§ **TASK STATEMENT**
Print all the records below, word for word and in full.
──────── DATASET EXTRACT ────────
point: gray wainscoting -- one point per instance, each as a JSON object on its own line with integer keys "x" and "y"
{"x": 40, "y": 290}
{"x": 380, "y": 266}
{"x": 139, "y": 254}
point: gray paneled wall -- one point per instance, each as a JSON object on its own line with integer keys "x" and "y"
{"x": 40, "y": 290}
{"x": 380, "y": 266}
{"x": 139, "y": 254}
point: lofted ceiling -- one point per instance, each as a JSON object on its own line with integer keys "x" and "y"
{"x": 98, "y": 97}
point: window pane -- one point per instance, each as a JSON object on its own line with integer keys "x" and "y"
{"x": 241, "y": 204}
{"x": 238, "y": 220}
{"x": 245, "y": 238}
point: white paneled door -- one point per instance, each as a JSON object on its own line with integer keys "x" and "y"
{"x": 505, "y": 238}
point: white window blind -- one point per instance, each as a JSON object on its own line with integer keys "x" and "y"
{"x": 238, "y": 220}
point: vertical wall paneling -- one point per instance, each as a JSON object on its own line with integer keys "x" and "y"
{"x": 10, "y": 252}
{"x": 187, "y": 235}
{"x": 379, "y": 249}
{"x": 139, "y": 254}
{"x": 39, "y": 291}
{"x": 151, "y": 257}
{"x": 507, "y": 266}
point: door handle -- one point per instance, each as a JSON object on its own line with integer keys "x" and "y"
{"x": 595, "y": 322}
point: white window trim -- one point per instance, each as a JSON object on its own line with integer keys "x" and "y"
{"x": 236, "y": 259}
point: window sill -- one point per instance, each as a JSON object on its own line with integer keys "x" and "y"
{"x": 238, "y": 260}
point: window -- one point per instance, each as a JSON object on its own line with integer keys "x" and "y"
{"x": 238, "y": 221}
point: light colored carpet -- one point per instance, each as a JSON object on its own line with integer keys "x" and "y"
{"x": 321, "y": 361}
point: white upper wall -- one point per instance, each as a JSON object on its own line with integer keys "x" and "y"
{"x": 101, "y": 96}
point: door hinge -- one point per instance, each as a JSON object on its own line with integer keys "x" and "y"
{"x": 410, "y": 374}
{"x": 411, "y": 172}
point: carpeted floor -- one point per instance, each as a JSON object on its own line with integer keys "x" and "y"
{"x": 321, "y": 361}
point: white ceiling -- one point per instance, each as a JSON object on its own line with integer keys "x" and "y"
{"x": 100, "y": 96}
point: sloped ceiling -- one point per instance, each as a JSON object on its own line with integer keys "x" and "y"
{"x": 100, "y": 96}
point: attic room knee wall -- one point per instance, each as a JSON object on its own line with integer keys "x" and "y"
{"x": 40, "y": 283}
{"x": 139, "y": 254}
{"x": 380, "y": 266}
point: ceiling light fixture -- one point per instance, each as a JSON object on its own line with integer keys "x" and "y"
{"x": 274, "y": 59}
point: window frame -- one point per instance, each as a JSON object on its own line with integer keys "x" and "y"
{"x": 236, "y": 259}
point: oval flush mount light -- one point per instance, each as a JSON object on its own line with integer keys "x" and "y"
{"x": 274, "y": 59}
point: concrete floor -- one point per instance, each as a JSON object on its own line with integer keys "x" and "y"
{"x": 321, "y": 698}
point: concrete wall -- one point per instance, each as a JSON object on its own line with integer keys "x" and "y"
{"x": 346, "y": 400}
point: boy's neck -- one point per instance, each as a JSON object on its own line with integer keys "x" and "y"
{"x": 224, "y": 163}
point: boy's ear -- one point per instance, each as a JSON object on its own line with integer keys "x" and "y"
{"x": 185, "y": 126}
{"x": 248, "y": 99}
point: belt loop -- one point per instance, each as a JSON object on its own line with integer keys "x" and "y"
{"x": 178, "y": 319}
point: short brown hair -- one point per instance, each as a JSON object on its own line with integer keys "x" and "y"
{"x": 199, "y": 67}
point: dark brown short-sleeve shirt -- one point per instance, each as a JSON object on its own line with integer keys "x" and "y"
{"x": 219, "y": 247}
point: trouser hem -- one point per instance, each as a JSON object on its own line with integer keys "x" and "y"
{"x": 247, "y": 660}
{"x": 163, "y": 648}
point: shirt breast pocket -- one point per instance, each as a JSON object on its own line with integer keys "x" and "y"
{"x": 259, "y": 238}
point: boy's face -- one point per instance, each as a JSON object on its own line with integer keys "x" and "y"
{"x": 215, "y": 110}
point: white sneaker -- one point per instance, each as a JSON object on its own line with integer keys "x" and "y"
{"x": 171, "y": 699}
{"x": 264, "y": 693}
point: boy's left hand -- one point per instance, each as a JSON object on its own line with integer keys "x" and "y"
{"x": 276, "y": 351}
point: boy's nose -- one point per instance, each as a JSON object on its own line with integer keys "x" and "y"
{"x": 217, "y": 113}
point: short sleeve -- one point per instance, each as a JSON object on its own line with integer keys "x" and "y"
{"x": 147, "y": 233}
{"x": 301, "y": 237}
────────
§ **SOLUTION**
point: gray wainscoting -- one point per instance, each as a JSON object on its own line with integer keys "x" and "y"
{"x": 40, "y": 290}
{"x": 380, "y": 266}
{"x": 139, "y": 254}
point: gray paneled wall -- one point per instance, each as a JSON object on its own line with integer keys "x" and "y"
{"x": 40, "y": 290}
{"x": 380, "y": 266}
{"x": 139, "y": 254}
point: lofted ceiling -- one point per instance, each as a JSON object on its own line with integer keys "x" and "y"
{"x": 98, "y": 97}
point: window pane -- one point per instance, each as a JSON object on its own line with integer keys "x" and "y"
{"x": 241, "y": 204}
{"x": 238, "y": 220}
{"x": 245, "y": 238}
point: white paneled door -- one point per instance, each as a JSON object on its own line with integer keys "x" and "y"
{"x": 505, "y": 238}
point: white window blind -- one point per instance, each as a JSON object on its own line with integer keys "x" and "y"
{"x": 238, "y": 220}
point: vertical wall paneling -- one point per instance, each as a JSON object on its own line with integer keys "x" and "y"
{"x": 10, "y": 252}
{"x": 187, "y": 235}
{"x": 379, "y": 249}
{"x": 139, "y": 254}
{"x": 39, "y": 291}
{"x": 151, "y": 257}
{"x": 507, "y": 266}
point: door handle -- one point per instance, each as a JSON object on its own line with integer keys "x" and "y"
{"x": 595, "y": 322}
point: white window trim -- one point per instance, each as a JSON object on its own line with integer keys "x" and "y"
{"x": 236, "y": 259}
point: window sill -- one point per instance, each as a JSON object on its own line with integer keys "x" and "y"
{"x": 238, "y": 260}
point: window -- one point per instance, each as a JSON object on its own line with integer keys "x" and "y"
{"x": 238, "y": 221}
point: light colored carpet -- one point per instance, each as a JSON object on its own line with integer keys "x" and "y"
{"x": 321, "y": 361}
point: white upper wall -- one point per instance, each as a JSON object on its own line with integer keys "x" and "y"
{"x": 101, "y": 96}
point: door hinge -- one point per instance, each as a JSON object on its own line with integer keys "x" and "y"
{"x": 410, "y": 374}
{"x": 411, "y": 172}
point: carpeted floor -- one point per instance, each as a JSON object on its own line with integer keys "x" and "y"
{"x": 321, "y": 361}
point: white ceiling -- one point per instance, each as a JSON object on its own line with integer keys "x" and "y"
{"x": 100, "y": 96}
point: sloped ceiling -- one point per instance, each as a JSON object on its own line with integer keys "x" and "y"
{"x": 100, "y": 96}
point: attic room knee wall -- one point per instance, each as a JSON object on its own line with integer keys "x" and "y"
{"x": 40, "y": 283}
{"x": 139, "y": 254}
{"x": 380, "y": 266}
point: ceiling light fixture -- one point per instance, each as a JSON object on its own line with integer keys "x" and "y"
{"x": 274, "y": 59}
point: window frame -- one point per instance, each as a JSON object on its own line with integer keys "x" and "y"
{"x": 236, "y": 259}
point: oval flush mount light -- one point per instance, each as a JSON object on its own line with integer keys "x" and "y"
{"x": 274, "y": 59}
point: concrete floor -- one point per instance, each as a JSON object on its own line with integer keys "x" and "y"
{"x": 321, "y": 698}
point: concrete wall -- one point per instance, each as a JSON object on its own line with integer keys "x" and "y"
{"x": 346, "y": 400}
point: boy's neck -- one point per instance, each as a JSON object on its own line with integer keys "x" and "y"
{"x": 224, "y": 163}
point: boy's ear -- one point per instance, each as a JSON object on its own line with integer keys "x" and "y"
{"x": 185, "y": 126}
{"x": 248, "y": 99}
point: belt loop -- one point per instance, each as a JSON object on its own line with integer keys "x" and "y"
{"x": 178, "y": 319}
point: short brown hair -- one point per instance, each as a JSON object on its own line with integer keys "x" and "y"
{"x": 199, "y": 67}
point: dark brown short-sleeve shirt -- one point per instance, each as a JSON object on its own line with integer keys "x" and "y"
{"x": 219, "y": 247}
point: trouser hem -- one point per instance, each as a JSON object on its own line with integer keys "x" and "y"
{"x": 247, "y": 660}
{"x": 163, "y": 648}
point: shirt breast pocket -- one point per instance, each as a JSON object on its own line with integer keys "x" and "y"
{"x": 259, "y": 238}
point: boy's face -- one point per instance, each as a JSON object on its own line with integer keys "x" and "y"
{"x": 215, "y": 110}
point: white sneaker -- one point per instance, each as a JSON object on its own line with integer keys "x" and "y"
{"x": 171, "y": 699}
{"x": 264, "y": 693}
point: boy's left hand -- one point per instance, each as a JSON object on its own line with integer keys "x" and "y"
{"x": 276, "y": 351}
point: boy's nose -- one point per instance, each as a JSON object on its own line with integer keys "x" and "y"
{"x": 217, "y": 113}
point: short sleeve -- one point per instance, each as a JSON object on its own line with integer keys "x" and "y"
{"x": 147, "y": 233}
{"x": 301, "y": 237}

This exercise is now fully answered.